It's been a tough year for gold and gold producers. Since reaching an annual high in May 2021, the gold price steadily declined and is now trading consistently at about $1,800 per ounce. As a result, gold equities have also been under a lot of pressure.

To gain insight into gold the market, we spoke to Kevin MacLean, the Chief Investment Officer at Star Royalties.

Who is Star Royalties and Kevin MacLean?

During his career, MacLean has received 13 Lipper awards for the best risk-adjusted returns in the gold mining sector and has received seven Brendan Wood International Top Gun awards as a leading mind in the gold mining sector.

He has over 30 years of industry experience and specialises in precious metals and mining investments. He is a Professional Engineer, holding a Bachelor of Applied Science degree from the University of Toronto, and is a CFA charter holder.

Star Royalties is a precious metal green royalty and streaming investment company. Its objective is to create wealth for clients through accretive transaction structuring and asset life extension.

The Star Royalties team has worked together for over 20 years and has built strong industry relationships. These relationships result in an extensive global asset knowledge base and a pipeline of opportunities.

Where is Gold Headed in 2022?

A few months after the COVID-19 pandemic broke, gold reached an all-time high of $2,074 per ounce in August. The price then declined to reach $1,710 per ounce in February 2021 before returning to $1,898 in May 2021. It's since declined to $1,727 on two occasions and is now hovering near $1,800.

Considering the less-than-stellar performance over the past few months, where's it going next? MacLean believes that gold will surge yet again. As he puts it,

"There's a super gold market coming... It's an asset class in a space you don't want to not be in."

Monetary Policy

MacLean predicted in 2004 that the Federal Reserve could never implement tight monetary policies again. Apart from two quarters in 2007, he was right. He also predicted in 2015 that US debt would reach $26 trillion by 2025.

However, the COVID-19 pandemic and the subsequent quantitative easing has worsened its position significantly. As a result, the US now has a debt of $29 trillion, and he believes it could exceed $30 trillion. The situation is now six to seven years ahead of what the Congressional Budget Office predicted in 2015.

Such debt means that a small rate rise would see the US using a third of its budget to pay the interest on its debt at current interest rates.

There is some space to move, with 25% of the US's federal debt held by the Federal Reserve and 20% by entitlement programs. The result is that 45% of the US government's debt is effectively interest-free. Based on this, MacLean believes that the US government has a couple more years before technical insolvency.

His concern is that the government is not taking steps to reduce its debt, believing the Federal Reserve should begin to taper interest rates upward, slowly. Such careful increase would allow it to control the rising debt and prevent an economic catastrophe. MacLean counsels caution, however, following 2018's unsuccessful attempts to reverse quantitative easing.


As a result of the Federal Reserve's monetary policies, MacLean believes that modern monetary theory (MMT) is here to stay. As a result, inflation is certain to increase over time.

### Supplied entries
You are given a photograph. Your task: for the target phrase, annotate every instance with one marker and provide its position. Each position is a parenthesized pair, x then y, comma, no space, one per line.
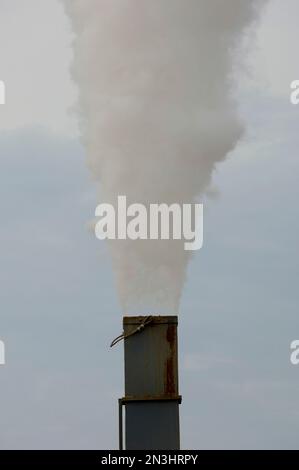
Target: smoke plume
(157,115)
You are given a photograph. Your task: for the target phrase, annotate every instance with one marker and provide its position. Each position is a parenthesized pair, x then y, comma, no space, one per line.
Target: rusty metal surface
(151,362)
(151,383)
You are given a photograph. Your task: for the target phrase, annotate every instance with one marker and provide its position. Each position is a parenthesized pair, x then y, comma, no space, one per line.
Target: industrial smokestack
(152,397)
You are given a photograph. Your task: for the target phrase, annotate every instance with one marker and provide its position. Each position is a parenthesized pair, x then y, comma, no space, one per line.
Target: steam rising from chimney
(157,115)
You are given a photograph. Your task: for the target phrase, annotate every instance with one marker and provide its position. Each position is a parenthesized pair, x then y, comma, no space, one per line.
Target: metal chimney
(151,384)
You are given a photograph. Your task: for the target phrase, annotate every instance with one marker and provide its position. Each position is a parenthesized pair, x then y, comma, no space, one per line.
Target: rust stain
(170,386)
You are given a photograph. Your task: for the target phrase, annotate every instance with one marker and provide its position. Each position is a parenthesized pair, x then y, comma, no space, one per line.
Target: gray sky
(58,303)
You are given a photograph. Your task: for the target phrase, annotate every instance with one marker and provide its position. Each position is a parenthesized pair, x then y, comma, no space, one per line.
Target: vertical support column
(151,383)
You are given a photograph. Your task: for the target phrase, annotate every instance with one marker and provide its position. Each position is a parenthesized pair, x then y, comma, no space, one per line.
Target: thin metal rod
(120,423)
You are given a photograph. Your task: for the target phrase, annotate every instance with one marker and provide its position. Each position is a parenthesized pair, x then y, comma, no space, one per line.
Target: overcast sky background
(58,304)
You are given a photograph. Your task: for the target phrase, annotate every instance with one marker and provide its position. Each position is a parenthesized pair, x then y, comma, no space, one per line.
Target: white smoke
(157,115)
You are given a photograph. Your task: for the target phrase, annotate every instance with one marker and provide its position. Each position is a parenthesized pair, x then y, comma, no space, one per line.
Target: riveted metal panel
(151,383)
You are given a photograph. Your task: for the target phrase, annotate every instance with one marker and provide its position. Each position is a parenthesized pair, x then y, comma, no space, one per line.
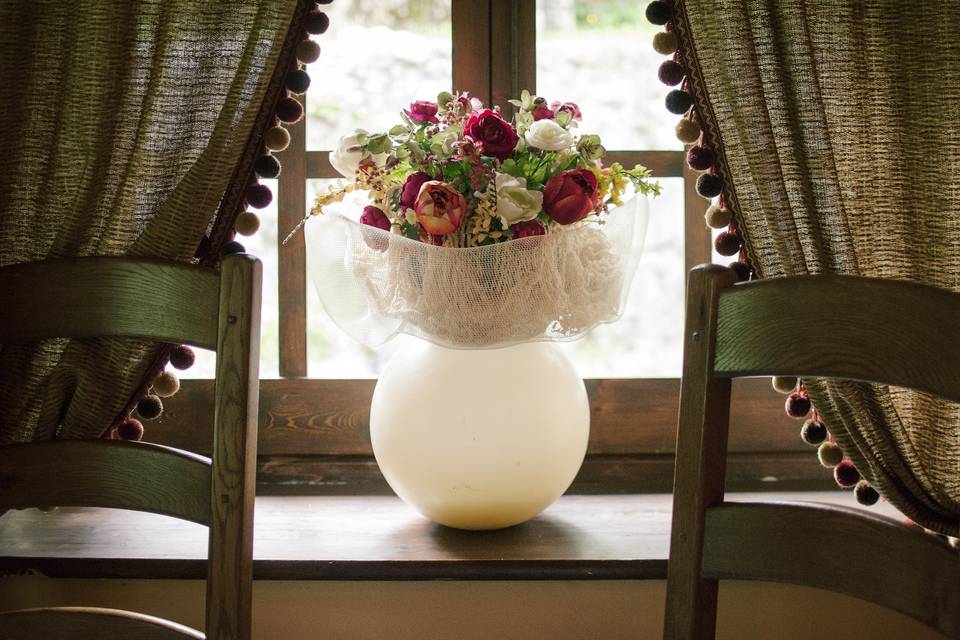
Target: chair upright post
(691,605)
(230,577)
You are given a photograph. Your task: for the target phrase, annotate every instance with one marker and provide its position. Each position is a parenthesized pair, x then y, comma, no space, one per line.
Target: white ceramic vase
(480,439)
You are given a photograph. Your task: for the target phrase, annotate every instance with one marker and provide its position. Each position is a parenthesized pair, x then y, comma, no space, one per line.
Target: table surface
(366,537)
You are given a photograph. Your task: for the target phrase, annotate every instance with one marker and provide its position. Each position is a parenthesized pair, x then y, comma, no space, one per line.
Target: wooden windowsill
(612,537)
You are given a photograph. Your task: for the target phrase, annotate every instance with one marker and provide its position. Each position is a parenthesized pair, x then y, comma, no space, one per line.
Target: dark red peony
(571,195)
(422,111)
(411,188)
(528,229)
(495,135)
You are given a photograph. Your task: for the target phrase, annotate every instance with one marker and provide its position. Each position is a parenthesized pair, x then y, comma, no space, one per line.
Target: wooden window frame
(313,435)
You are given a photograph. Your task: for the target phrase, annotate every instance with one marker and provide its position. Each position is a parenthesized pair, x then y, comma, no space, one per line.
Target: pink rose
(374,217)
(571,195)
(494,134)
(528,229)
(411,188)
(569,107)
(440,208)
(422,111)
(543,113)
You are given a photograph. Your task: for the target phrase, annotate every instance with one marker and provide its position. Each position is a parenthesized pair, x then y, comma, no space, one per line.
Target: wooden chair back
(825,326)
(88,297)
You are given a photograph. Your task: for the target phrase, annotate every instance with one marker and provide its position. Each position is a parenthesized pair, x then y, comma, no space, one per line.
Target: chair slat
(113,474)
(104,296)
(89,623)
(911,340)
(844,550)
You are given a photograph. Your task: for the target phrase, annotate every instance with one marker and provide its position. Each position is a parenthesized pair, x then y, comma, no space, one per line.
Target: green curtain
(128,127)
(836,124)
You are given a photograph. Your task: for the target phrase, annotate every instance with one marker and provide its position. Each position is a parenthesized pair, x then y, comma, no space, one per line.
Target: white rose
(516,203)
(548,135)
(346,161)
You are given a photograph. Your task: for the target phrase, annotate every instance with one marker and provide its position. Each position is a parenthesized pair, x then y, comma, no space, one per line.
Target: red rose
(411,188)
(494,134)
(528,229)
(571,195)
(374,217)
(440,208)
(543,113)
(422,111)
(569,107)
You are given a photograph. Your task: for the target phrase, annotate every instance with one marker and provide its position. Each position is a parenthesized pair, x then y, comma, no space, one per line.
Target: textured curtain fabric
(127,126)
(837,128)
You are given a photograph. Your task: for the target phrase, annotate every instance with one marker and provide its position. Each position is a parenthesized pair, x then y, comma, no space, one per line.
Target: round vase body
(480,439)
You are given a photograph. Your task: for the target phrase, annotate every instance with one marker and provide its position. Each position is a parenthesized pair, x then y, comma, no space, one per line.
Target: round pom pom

### Problem
Continue the interview piece on where gold is headed in 2022 from its last sentence.

### Result of this task
MMT is a macroeconomic framework. It states that monetarily sovereign countries don't need to rely on taxes or borrowing for government spending because they can print as much of it as they like as the sole issuers of their currencies. It also posits that rising national debt should not constrain spending as they cannot become insolvent.

Yet, problems occur when the real economic output does not keep pace with the increased money supply. As the money supply increases, so too does the demand for goods and services, which causes prices of these goods and services to go up, resulting in inflation.

MacLean notes that the compound inflation rate over the past 40 years has been about 5.9%. The money supply was tighter, and governments conservatively managed balance sheets in those times.

Tighter money supply and conservative balance sheets are a thing of the past. Therefore, MacLean believes real inflation is not at the levels the Federal Reserve calculates but higher. He states,

"gold... is an asset class that reprices itself in a debasing currency, based on real inflation, not on government statistics."

Rising inflation devalues currency, and gold has a negative correlation to the dollar's value.  As investors use gold to hedge against inflation, increased inflation leads to rising gold prices.

The Rise of Cryptocurrencies and Digital Money

With cryptocurrencies and digital money increasing in popularity, should gold investors be concerned? MacLean believes that digital currencies are replacing gold as an investment vehicle for young investors. However, he believes the adoption and popularity of digital currencies is a precursor to governments worldwide digitising the financial system.

Financial system digitisation would give governments more control over their taxation systems. By eliminating unreported tax income, it will make taxes easier to collect. It would also suppress criminal activity, with the potential to reduce marginal tax rates.

Should this happen, governments will still control economies through their monetary policies. MacLean believes this means gold will remain popular as a hedge against economic downturn and as an investment.

The Bottom Line

Gold has underperformed in the past year. Yet, MacLean considers modern monetary policy provides structural economic optimism for gold prices, and he sees a strong future for gold.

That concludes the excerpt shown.